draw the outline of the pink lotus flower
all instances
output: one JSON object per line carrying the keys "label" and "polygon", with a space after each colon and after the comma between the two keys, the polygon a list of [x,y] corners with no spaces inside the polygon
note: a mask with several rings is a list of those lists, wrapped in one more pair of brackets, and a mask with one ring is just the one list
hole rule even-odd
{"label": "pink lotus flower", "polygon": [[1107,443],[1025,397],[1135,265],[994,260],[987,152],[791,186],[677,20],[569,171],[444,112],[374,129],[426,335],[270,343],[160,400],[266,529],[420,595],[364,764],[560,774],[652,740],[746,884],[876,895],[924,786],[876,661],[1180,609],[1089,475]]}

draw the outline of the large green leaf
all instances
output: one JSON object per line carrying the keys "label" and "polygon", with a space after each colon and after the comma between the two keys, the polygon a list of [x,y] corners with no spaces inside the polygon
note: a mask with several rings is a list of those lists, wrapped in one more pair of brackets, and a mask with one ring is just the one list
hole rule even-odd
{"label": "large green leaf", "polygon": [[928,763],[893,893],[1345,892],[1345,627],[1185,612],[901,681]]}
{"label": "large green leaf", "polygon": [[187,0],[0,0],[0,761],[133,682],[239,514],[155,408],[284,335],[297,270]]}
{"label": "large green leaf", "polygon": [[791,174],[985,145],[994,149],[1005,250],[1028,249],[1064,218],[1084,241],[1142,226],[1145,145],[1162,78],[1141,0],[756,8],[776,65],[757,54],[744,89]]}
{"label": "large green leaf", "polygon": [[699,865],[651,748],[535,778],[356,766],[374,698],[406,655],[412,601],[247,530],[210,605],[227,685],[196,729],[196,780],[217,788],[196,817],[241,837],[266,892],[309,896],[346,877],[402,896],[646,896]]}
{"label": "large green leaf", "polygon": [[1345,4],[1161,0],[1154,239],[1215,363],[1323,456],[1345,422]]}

☆ ☆ ☆

> [Written exercise]:
Please arrange every line of the items above as a numbered list, leaving out the blank lines.

> [The result]:
1. draw the outline of the pink lotus flower
2. all instances
3. output: one JSON object per line carrying the keys "label" and "polygon", with a space after each colon and after the comma between the two keys, the polygon a list of [x,y] corners with no spaces inside the polygon
4. note: a mask with several rings is a list of those lists, wrapped in one more pair of brackets, and a mask with one ring is just the one list
5. hole rule even-odd
6. {"label": "pink lotus flower", "polygon": [[1107,443],[1025,397],[1135,265],[994,260],[987,152],[791,186],[677,20],[569,171],[444,112],[374,129],[426,335],[270,343],[160,400],[266,529],[420,595],[364,764],[560,774],[652,740],[746,884],[876,895],[924,786],[876,661],[1180,609],[1089,475]]}
7. draw the outline of the large green leaf
8. all instances
9. output: one JSON object per line carrying the keys "label" and "polygon", with a space after each colon and after the comma between the two keys, the polygon a list of [x,y] corners with no spaces inside the polygon
10. note: a mask with several rings is a list of those lists, wrapped in one more pair of brackets, and a mask with one ring is just the one list
11. hole rule even-odd
12. {"label": "large green leaf", "polygon": [[928,763],[893,893],[1345,892],[1345,627],[1185,612],[901,681]]}
13. {"label": "large green leaf", "polygon": [[187,0],[0,0],[0,761],[133,682],[239,514],[155,408],[284,335],[297,270]]}
14. {"label": "large green leaf", "polygon": [[791,174],[985,145],[994,149],[1005,250],[1028,249],[1064,218],[1084,241],[1142,226],[1145,145],[1162,78],[1141,0],[756,8],[776,65],[757,54],[744,89]]}
15. {"label": "large green leaf", "polygon": [[699,865],[651,748],[535,778],[356,766],[374,698],[406,655],[412,601],[247,530],[210,605],[227,685],[196,729],[196,780],[217,788],[196,817],[241,837],[266,892],[309,896],[346,877],[402,896],[646,896]]}
16. {"label": "large green leaf", "polygon": [[1345,4],[1161,0],[1154,239],[1215,363],[1323,456],[1345,422]]}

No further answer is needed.